Rename "Target" to "Object" throughout the rows below, changing nothing else.

[Data entries]
####

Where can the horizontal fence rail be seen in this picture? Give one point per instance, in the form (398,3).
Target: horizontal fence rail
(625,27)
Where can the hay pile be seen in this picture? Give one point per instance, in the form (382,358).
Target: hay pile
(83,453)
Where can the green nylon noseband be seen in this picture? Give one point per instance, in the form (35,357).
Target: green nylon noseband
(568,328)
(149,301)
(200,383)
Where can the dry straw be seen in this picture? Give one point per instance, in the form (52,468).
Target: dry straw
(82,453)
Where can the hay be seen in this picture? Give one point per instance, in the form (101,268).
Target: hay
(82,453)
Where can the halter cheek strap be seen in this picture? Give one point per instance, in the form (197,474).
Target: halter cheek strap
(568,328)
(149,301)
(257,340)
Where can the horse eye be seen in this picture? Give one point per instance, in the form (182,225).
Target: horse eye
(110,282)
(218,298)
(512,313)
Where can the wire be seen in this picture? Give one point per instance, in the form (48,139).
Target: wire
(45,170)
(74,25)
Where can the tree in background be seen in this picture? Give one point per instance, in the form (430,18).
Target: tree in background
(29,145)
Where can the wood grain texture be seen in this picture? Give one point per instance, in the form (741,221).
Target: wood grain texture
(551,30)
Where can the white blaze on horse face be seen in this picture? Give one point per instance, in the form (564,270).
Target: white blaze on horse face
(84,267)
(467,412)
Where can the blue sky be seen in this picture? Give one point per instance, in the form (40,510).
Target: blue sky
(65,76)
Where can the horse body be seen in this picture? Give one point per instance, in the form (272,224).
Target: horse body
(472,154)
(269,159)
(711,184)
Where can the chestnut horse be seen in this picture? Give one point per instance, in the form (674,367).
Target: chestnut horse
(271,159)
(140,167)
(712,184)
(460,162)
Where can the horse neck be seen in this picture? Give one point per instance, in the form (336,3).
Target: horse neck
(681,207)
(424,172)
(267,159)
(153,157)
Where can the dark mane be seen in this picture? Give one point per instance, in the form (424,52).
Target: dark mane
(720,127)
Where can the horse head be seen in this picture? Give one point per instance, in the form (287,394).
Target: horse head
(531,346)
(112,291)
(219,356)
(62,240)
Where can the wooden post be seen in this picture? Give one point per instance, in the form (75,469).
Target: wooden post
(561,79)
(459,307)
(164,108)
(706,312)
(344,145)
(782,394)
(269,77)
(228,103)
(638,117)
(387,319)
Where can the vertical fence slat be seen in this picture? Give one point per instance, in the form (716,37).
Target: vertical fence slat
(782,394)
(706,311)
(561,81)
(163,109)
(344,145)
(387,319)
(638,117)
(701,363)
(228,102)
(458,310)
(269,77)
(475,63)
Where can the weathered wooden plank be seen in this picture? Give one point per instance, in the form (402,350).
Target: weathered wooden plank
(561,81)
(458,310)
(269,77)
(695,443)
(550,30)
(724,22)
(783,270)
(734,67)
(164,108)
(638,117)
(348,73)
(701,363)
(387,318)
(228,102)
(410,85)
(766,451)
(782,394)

####

* _Task solution_
Where can the horizontal fence rail be seen in this picture? Give one point per instance, in the form (398,3).
Object: horizontal fence rail
(625,27)
Where can the hay pile be seen in this picture? Give one point per instance, in the form (382,358).
Object: hay pile
(83,453)
Where can the green nylon noseband be seen in this picture? Give one point per instance, in the form (35,357).
Object: green nylon noseband
(568,328)
(149,301)
(200,383)
Where can the dry straw be seen in this picture? Give one point per instance, in the form (52,468).
Object: dry straw
(82,453)
Where can the hay be seen in this picture? Give one point per instance, in the form (101,268).
Object: hay
(82,453)
Where can the halter cheek strap be seen in this picture? Give one point per instance, in the form (197,474).
Object: halter cheek strap
(568,328)
(149,301)
(257,340)
Where can the horse eye be seen in this picture? Give one point per instance, in the form (182,225).
Object: horse eye
(110,282)
(218,298)
(512,313)
Where can the wire be seen in this picture? Give one point per instance, in the form (48,139).
Object: wire
(45,170)
(74,25)
Where can the tree in background be seen in this picture? Give one point per instance, in the form (430,18).
Object: tree in background
(29,145)
Where can the wood grain texture be seen in this picture? Give one point per instance, in the form (741,221).
Object: wood grain texture
(551,30)
Where can the white blaze on horse face be seen in this picture? Give one point per instance, in the form (564,270).
Object: white blaze on horse face
(84,267)
(467,412)
Where can the blue sky be seen in this picture? Give one point per instance, in the form (40,510).
Object: blue sky
(65,76)
Where can the horse body be seen in this picture? Give one point per instance, in the form (272,224).
Object: horse body
(472,154)
(269,159)
(711,184)
Where can the chestnut horse be seen in this picture? Give one point per instance, in the form (674,367).
Object: chestnut horse
(271,159)
(140,167)
(712,184)
(460,162)
Where can the horse neck be seen in this picture? Give one point per instance, in the form (336,3).
Object: horse neck
(681,207)
(424,172)
(267,159)
(153,157)
Where can the dark mane be seen in this picture? Give one point per instance, in the form (424,52).
Object: dark mane
(720,127)
Where can the horse head be seen in this picture? Give one point per instance, in the form (287,394).
Object: horse head
(531,346)
(112,291)
(219,356)
(62,240)
Where can the wooden post be seen in this picture? Give one point per instance, in the form (75,469).
Object: wooden post
(561,79)
(459,307)
(164,108)
(706,312)
(344,145)
(782,394)
(269,77)
(228,103)
(638,117)
(387,319)
Where can the vertical fence slat be seen in this picture? Give one point per instance, in the form (716,37).
Object: vertical fence slat
(782,394)
(706,311)
(561,81)
(163,109)
(344,145)
(387,319)
(638,117)
(701,363)
(228,102)
(458,310)
(269,77)
(475,63)
Where can the weathered wooden plank be seen in this picture? Give one point per instance, in the form (402,350).
Object: weathered wooden plank
(561,81)
(458,310)
(269,77)
(695,443)
(550,30)
(724,22)
(783,270)
(734,67)
(164,108)
(638,117)
(348,73)
(701,363)
(387,318)
(228,102)
(410,85)
(766,451)
(782,394)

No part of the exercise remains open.